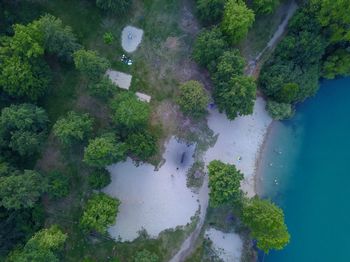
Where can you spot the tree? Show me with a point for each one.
(224, 183)
(99, 213)
(210, 11)
(73, 128)
(23, 72)
(41, 246)
(193, 99)
(334, 16)
(237, 20)
(288, 93)
(103, 151)
(90, 64)
(266, 222)
(103, 89)
(58, 39)
(23, 128)
(142, 145)
(236, 97)
(209, 46)
(99, 178)
(114, 6)
(265, 6)
(279, 111)
(336, 64)
(231, 63)
(21, 190)
(58, 184)
(145, 256)
(129, 113)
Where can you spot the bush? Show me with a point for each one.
(193, 99)
(279, 111)
(142, 145)
(99, 179)
(58, 184)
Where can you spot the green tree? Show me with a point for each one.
(224, 183)
(237, 20)
(236, 97)
(129, 113)
(265, 6)
(114, 6)
(103, 89)
(231, 63)
(103, 151)
(58, 184)
(288, 93)
(145, 256)
(21, 190)
(73, 128)
(209, 46)
(210, 11)
(142, 145)
(279, 111)
(99, 213)
(23, 72)
(193, 99)
(41, 247)
(23, 128)
(334, 16)
(266, 222)
(58, 39)
(90, 64)
(99, 178)
(336, 64)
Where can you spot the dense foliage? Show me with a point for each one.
(103, 151)
(266, 222)
(237, 20)
(224, 183)
(99, 213)
(193, 99)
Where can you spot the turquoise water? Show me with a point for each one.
(306, 170)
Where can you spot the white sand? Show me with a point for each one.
(228, 246)
(131, 38)
(153, 200)
(241, 138)
(120, 79)
(143, 97)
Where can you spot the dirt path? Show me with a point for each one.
(253, 64)
(188, 245)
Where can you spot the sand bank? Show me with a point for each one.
(153, 200)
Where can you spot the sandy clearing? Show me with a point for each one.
(239, 141)
(153, 200)
(131, 38)
(121, 79)
(228, 246)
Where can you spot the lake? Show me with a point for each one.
(306, 170)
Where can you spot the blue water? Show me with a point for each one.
(306, 170)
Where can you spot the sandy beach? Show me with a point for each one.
(239, 141)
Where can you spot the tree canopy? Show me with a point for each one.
(224, 183)
(266, 222)
(21, 190)
(103, 151)
(100, 212)
(129, 113)
(237, 20)
(90, 64)
(193, 99)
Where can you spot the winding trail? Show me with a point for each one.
(189, 244)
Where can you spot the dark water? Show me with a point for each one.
(306, 170)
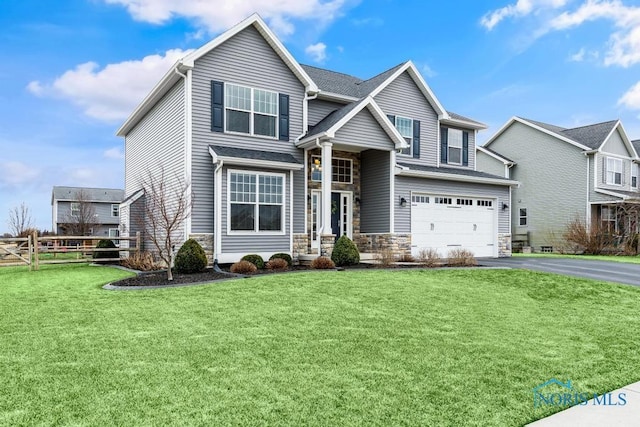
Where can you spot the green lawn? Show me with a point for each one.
(614, 258)
(445, 347)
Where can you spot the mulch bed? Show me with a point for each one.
(160, 278)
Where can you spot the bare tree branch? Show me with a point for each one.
(167, 204)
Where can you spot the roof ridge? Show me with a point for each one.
(594, 124)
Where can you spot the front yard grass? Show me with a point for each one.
(630, 259)
(445, 347)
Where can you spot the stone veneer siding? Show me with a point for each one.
(206, 241)
(504, 245)
(354, 187)
(400, 244)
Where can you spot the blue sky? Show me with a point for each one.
(72, 71)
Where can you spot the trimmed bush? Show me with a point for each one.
(277, 264)
(243, 267)
(191, 258)
(322, 263)
(106, 244)
(461, 258)
(283, 256)
(254, 259)
(345, 252)
(429, 257)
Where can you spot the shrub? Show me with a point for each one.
(322, 263)
(461, 258)
(283, 256)
(386, 257)
(244, 267)
(593, 239)
(106, 244)
(254, 259)
(277, 264)
(190, 258)
(429, 257)
(141, 261)
(345, 252)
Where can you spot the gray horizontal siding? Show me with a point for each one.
(364, 131)
(553, 177)
(102, 210)
(406, 185)
(245, 59)
(375, 192)
(254, 242)
(488, 164)
(158, 142)
(319, 109)
(403, 98)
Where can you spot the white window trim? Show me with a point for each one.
(252, 112)
(410, 153)
(256, 231)
(449, 146)
(525, 216)
(617, 162)
(332, 159)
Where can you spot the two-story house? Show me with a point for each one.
(584, 173)
(283, 157)
(95, 209)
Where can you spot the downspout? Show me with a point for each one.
(217, 213)
(187, 145)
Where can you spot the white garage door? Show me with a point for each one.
(445, 222)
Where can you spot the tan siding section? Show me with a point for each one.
(245, 59)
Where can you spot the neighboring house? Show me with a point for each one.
(284, 157)
(68, 204)
(585, 172)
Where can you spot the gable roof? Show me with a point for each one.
(188, 62)
(328, 126)
(590, 137)
(106, 195)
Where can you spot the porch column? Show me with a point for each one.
(327, 151)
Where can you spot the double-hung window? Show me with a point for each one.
(256, 202)
(405, 127)
(251, 111)
(454, 148)
(614, 171)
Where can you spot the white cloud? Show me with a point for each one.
(114, 153)
(216, 16)
(631, 99)
(317, 52)
(519, 9)
(15, 173)
(111, 93)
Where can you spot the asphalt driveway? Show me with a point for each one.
(599, 270)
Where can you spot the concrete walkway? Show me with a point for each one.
(592, 414)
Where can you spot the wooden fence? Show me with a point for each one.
(33, 250)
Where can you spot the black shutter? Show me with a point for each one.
(217, 106)
(416, 139)
(284, 117)
(444, 144)
(465, 148)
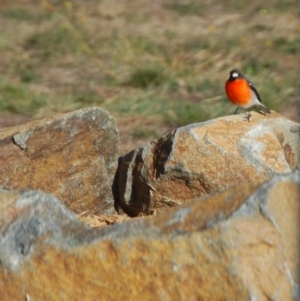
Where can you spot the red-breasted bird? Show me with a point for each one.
(241, 92)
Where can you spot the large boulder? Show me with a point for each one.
(241, 244)
(73, 156)
(206, 158)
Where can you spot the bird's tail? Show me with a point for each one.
(264, 109)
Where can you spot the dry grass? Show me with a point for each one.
(162, 63)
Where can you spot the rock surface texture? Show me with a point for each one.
(241, 244)
(206, 158)
(73, 156)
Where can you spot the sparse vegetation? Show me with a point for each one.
(168, 59)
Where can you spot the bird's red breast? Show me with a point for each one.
(238, 91)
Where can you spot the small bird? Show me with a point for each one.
(241, 92)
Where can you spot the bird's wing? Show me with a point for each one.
(253, 89)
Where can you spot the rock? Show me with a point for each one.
(73, 156)
(241, 244)
(206, 158)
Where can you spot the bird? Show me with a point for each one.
(241, 92)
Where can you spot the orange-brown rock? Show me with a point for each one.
(206, 158)
(241, 244)
(73, 156)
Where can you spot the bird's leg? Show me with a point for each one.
(247, 117)
(236, 110)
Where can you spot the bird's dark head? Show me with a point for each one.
(235, 74)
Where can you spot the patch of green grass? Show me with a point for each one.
(184, 8)
(28, 75)
(291, 46)
(143, 132)
(22, 14)
(60, 39)
(149, 77)
(17, 98)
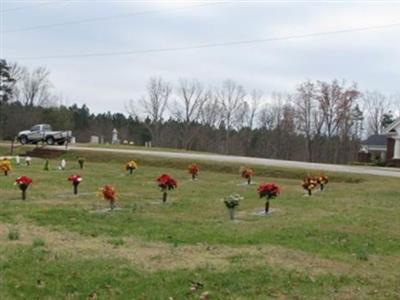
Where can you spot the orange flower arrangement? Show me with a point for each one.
(246, 173)
(193, 170)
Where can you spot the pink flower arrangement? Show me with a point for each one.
(108, 193)
(23, 183)
(193, 170)
(166, 183)
(76, 180)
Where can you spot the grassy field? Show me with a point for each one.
(343, 243)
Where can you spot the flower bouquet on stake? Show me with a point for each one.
(5, 166)
(81, 162)
(23, 183)
(308, 184)
(269, 191)
(131, 166)
(322, 180)
(46, 165)
(246, 173)
(76, 180)
(193, 170)
(231, 202)
(108, 193)
(166, 183)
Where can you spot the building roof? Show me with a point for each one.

:: Description of the task ::
Copy out exactly the lines that run from the one holding "Where can you spot the flower" through the end of the data above.

:: Response box ::
Where can you spot the flower bouquet on stake? Show me with a point for each one.
(5, 166)
(81, 162)
(23, 183)
(308, 184)
(269, 191)
(131, 166)
(322, 180)
(46, 165)
(246, 173)
(76, 180)
(193, 170)
(231, 202)
(108, 193)
(166, 183)
Where can you spot the building roof? Show me with a point for each one.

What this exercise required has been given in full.